• [PROBLEM]: Copy every line of the data below word for word, with nothing changed.

# # # # # # #

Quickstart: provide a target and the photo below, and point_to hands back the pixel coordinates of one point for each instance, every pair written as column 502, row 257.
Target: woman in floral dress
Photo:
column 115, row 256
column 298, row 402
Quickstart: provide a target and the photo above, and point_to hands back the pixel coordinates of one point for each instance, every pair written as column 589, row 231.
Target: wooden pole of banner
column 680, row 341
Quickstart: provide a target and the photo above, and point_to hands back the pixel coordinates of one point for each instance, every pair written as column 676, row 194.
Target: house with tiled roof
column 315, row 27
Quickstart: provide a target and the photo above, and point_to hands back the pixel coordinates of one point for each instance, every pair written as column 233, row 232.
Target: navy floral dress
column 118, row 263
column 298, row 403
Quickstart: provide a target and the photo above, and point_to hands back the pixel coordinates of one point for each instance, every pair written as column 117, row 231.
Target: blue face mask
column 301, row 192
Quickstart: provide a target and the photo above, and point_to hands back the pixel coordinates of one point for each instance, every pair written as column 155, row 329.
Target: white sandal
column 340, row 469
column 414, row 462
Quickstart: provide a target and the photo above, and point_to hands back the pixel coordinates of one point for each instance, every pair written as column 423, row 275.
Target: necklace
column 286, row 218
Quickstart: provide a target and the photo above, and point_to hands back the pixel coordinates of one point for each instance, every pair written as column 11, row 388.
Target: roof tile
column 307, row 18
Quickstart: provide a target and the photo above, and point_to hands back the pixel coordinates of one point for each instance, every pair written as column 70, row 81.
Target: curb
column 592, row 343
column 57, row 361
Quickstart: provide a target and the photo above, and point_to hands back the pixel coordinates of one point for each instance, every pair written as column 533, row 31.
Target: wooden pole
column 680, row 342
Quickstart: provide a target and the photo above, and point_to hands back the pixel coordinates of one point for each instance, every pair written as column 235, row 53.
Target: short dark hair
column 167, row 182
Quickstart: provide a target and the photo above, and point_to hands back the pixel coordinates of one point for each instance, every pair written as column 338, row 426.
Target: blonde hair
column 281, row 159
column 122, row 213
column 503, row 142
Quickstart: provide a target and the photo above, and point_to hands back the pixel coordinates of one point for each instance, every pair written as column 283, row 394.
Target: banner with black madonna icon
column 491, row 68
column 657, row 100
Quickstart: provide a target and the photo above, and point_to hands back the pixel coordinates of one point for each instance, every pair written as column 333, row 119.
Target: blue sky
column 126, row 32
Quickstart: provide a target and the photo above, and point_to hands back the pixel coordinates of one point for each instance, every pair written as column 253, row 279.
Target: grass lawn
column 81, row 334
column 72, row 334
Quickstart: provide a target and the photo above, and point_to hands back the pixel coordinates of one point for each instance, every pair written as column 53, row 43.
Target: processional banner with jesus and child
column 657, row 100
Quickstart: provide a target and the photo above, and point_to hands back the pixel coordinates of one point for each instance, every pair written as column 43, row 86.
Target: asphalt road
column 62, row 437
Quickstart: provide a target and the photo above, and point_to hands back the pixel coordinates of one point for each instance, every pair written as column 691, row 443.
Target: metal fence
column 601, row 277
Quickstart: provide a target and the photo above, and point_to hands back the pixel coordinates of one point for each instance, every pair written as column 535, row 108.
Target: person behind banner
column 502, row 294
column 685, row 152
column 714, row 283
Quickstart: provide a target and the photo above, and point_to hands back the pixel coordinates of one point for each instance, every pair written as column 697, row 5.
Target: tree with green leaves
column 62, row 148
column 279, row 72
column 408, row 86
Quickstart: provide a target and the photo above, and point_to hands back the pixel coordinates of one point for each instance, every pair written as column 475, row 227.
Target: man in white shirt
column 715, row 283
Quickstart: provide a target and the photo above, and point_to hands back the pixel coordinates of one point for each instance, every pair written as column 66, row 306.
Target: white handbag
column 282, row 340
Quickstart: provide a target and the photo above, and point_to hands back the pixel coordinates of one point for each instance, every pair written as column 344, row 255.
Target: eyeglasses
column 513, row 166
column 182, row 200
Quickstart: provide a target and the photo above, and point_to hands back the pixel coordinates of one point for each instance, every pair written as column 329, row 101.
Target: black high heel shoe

# # # # # # #

• [FULL RESPONSE]:
Quickstart: provide a target and the photo below, and point_to hands back the pixel coordinates of one point for each instance, every pair written as column 502, row 257.
Target: woman in floral dress
Photo:
column 115, row 256
column 298, row 402
Quickstart: provide a target and the photo above, and point_to hands back the pixel coordinates of one point for each instance, every pair written as column 589, row 231.
Target: wooden pole of banner
column 680, row 341
Quickstart: provide a target and the photo above, and point_to hands back the pixel coordinates of one point for each instance, every pair written as column 676, row 194.
Target: house with tiled roof
column 315, row 27
Quickstart: provide a target and the photo above, and point_to hands back the pixel coordinates of one point for each instance, every pair written as column 233, row 232.
Target: navy floral dress
column 118, row 263
column 298, row 403
Quickstart: provide a target and the photo above, and point_to hands back the pixel coordinates of one point for each instance, every pair written as column 117, row 231.
Target: blue face mask
column 301, row 192
Quickstart: provide a target and the photo above, and point_to hands back the pixel coordinates of one point for each instance, every pair written as column 155, row 329.
Target: white sandal
column 340, row 469
column 414, row 462
Quickstart: provide a target and the photo above, and point_to hands back the pixel coordinates of one point for each instance, every pair written as column 423, row 275.
Target: necklace
column 286, row 218
Quickstart: provide a target and the photo above, and point_to hands back the pixel coordinates of one point for each instance, every pair written as column 11, row 388.
Target: roof tile
column 307, row 18
Quickstart: provide a target and the photo above, and point_to hands back the pixel coordinates of one point for each instance, every pair written as column 70, row 81.
Target: curb
column 592, row 343
column 57, row 361
Quickstart: provide a target and the photo above, and point_to hands back the pixel coordinates of one point for each instance, every pair written as column 533, row 31.
Target: wooden pole
column 680, row 342
Quickstart: provide a target and the photo above, and point_to hands back the pixel coordinates of one point for each instance, every pair written as column 235, row 53.
Target: short dark hair
column 167, row 182
Quickstart: provide a target and the photo above, and point_to hands back the pixel coordinates of one point for each instance, every pair written as column 338, row 426.
Target: blonde hair
column 281, row 159
column 122, row 213
column 503, row 142
Quickstart: provide a target and the photo above, and point_to hands back the pixel coordinates of one point for each instance, every pair written as column 283, row 394.
Target: banner with black madonna icon
column 491, row 68
column 657, row 100
Quickstart: provide a target and the photo above, and point_to hands back the pixel coordinates of one point for each instance, every pair written as column 333, row 119.
Target: blue sky
column 126, row 32
Quickstart: provide a target and the photo above, and point_to hands back the pixel coordinates of one point for each instance, every pair written as column 253, row 279.
Target: grass lawn
column 81, row 334
column 72, row 334
Quickstart: provide a target and the photo above, and point_to hands back the pixel coordinates of one point for each instance, every pair written as column 53, row 43.
Target: processional banner with jesus and child
column 657, row 100
Quickstart: provide a target and the photo above, and point_to hands back the pixel coordinates of one point for each instance, every pair written as column 43, row 86.
Target: asphalt road
column 62, row 437
Quickstart: provide a target and the photo above, and point_to hands back the pixel coordinates of one point for each instance, every pair written as column 691, row 443.
Target: metal fence
column 601, row 277
Quickstart: provide a target and the photo above, and point_to hands back the pixel coordinates of one point for each instance, every pair written as column 535, row 108.
Target: person behind banner
column 502, row 294
column 685, row 152
column 714, row 283
Quickstart: provide a target and the photo above, and point_to hands back the pixel coordinates of one point for each instance, every pair written as column 697, row 5.
Target: tree with green leaves
column 62, row 148
column 279, row 72
column 408, row 86
Quickstart: provide a target and the photo above, and point_to hands back the pixel coordinates of one point for each instance, every pair written as column 475, row 227.
Target: man in white shirt
column 715, row 283
Quickstart: provide a target and the photo above, and point_to hands back the pixel coordinates of one point for each instance, every pair written as column 66, row 306.
Target: white handbag
column 282, row 340
Quickstart: provide a target and the photo above, and point_to hands back the pixel coordinates of one point for each instance, every pair written as column 344, row 255.
Target: eyeglasses
column 513, row 166
column 182, row 200
Quickstart: provide a target and the photo above, and point_to hands back the pixel coordinates of one point for each instance, every pair written as column 329, row 101.
Target: black high heel shoe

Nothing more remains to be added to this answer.